─── SUPPLIED MATERIAL

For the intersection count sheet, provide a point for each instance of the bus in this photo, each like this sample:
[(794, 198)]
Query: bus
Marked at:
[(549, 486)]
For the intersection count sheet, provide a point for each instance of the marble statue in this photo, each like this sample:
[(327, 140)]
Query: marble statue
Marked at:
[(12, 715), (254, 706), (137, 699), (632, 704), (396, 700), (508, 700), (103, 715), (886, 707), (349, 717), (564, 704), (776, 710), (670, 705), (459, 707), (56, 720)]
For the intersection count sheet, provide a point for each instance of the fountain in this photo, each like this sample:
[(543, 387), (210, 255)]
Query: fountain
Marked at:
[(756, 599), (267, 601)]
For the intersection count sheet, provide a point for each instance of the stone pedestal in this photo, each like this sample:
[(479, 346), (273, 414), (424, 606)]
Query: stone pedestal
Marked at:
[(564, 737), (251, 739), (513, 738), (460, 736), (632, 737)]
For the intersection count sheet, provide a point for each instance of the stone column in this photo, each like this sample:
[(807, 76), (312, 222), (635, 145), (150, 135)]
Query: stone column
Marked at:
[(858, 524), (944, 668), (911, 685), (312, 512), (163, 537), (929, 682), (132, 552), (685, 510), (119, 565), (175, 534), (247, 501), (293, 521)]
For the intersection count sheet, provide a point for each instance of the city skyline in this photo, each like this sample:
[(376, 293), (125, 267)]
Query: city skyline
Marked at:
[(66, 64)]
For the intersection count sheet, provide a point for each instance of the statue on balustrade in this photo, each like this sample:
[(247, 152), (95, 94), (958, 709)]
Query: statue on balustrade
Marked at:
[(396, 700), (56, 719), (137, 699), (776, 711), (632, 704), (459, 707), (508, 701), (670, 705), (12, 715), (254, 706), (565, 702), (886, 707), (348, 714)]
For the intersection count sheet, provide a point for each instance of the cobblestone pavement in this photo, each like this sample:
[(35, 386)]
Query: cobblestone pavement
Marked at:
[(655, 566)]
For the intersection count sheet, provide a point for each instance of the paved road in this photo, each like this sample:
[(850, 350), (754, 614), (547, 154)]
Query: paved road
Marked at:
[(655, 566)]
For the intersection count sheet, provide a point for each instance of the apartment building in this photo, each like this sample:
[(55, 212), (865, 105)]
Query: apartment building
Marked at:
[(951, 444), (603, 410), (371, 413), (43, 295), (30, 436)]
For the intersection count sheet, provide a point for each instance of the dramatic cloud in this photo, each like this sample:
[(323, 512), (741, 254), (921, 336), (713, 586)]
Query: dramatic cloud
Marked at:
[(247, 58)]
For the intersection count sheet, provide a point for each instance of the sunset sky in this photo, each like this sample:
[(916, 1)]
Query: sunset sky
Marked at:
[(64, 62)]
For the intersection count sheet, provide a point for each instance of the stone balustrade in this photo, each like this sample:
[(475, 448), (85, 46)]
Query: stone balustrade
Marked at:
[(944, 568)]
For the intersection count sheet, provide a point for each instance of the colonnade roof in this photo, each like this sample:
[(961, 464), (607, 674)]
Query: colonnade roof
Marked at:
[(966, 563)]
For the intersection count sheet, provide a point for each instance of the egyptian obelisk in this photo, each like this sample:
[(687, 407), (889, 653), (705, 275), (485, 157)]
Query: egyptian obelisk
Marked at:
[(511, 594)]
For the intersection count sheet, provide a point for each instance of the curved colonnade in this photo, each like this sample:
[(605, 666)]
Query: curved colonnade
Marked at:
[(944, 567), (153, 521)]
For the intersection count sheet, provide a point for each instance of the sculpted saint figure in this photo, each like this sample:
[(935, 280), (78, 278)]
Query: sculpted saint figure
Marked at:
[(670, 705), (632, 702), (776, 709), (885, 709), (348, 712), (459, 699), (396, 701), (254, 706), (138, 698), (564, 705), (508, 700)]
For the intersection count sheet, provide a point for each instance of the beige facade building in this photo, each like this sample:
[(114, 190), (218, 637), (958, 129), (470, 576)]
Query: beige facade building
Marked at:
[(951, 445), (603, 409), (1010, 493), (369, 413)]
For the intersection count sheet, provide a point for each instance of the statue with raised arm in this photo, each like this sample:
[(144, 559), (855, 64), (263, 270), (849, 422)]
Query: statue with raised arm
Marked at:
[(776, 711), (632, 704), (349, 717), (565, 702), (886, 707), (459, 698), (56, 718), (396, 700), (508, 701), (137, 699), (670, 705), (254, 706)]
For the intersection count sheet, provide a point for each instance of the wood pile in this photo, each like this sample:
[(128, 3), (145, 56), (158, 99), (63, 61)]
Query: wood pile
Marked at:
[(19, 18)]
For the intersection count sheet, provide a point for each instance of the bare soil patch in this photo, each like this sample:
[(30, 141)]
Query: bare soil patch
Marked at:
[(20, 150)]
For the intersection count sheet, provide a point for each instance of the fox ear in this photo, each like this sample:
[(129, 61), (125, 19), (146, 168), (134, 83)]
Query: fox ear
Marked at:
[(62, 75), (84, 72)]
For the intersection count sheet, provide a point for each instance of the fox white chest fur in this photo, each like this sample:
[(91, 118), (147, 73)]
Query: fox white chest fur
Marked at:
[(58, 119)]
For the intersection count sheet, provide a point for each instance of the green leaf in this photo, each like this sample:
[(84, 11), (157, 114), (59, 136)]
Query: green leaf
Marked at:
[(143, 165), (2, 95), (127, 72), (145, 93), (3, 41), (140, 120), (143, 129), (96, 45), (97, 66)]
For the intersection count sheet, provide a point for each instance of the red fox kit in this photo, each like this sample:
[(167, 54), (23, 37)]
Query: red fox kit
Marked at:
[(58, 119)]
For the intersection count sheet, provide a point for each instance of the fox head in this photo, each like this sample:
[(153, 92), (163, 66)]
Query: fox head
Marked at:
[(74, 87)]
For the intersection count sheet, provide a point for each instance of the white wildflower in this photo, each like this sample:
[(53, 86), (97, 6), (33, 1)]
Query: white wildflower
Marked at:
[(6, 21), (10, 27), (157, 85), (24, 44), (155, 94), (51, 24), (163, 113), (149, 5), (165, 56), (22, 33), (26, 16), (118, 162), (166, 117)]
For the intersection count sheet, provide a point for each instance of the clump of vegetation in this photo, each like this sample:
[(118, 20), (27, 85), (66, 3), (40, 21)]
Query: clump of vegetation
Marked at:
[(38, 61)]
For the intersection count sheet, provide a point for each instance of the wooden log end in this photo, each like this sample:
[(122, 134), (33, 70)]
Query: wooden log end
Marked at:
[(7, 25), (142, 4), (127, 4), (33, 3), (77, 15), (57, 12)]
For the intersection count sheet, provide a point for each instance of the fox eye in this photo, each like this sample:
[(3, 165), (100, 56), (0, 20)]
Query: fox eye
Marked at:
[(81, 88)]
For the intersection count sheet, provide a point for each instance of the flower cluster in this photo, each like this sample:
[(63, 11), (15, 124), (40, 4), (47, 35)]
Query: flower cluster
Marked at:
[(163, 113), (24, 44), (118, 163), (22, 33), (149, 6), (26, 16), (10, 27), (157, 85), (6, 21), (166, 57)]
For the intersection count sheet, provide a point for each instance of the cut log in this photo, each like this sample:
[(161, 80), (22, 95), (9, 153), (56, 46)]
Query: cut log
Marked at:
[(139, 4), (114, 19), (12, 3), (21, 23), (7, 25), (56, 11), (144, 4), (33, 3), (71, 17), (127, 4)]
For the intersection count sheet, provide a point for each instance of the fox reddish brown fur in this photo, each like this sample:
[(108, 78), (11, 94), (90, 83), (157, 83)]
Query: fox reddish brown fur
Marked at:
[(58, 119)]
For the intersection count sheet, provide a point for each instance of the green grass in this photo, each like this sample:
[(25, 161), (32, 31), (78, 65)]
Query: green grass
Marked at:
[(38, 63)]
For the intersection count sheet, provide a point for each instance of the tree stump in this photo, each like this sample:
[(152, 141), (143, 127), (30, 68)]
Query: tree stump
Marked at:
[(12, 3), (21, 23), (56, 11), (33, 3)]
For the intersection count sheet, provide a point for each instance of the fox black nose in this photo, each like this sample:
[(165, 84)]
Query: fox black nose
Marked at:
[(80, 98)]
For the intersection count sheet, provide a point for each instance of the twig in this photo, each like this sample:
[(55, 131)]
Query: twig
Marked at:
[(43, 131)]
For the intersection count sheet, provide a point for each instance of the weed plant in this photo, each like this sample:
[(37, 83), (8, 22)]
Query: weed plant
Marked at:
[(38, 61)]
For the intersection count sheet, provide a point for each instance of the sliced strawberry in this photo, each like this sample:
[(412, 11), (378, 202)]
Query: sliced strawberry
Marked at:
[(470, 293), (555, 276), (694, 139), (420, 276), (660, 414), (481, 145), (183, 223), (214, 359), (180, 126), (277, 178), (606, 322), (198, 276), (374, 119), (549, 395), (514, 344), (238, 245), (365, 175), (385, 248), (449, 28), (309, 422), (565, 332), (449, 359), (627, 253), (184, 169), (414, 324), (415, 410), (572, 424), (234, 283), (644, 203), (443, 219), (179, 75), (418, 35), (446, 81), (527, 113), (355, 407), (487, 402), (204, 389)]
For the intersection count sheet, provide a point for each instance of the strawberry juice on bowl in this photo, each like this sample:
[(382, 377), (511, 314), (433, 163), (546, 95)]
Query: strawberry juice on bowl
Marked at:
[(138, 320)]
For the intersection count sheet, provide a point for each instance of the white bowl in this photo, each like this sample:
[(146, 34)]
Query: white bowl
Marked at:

──────

(PROBLEM TO WORK ON):
For the string "green", count the lines of the preceding listing in which it appears, and report the count alone.

(OUTPUT OF THE TASK):
4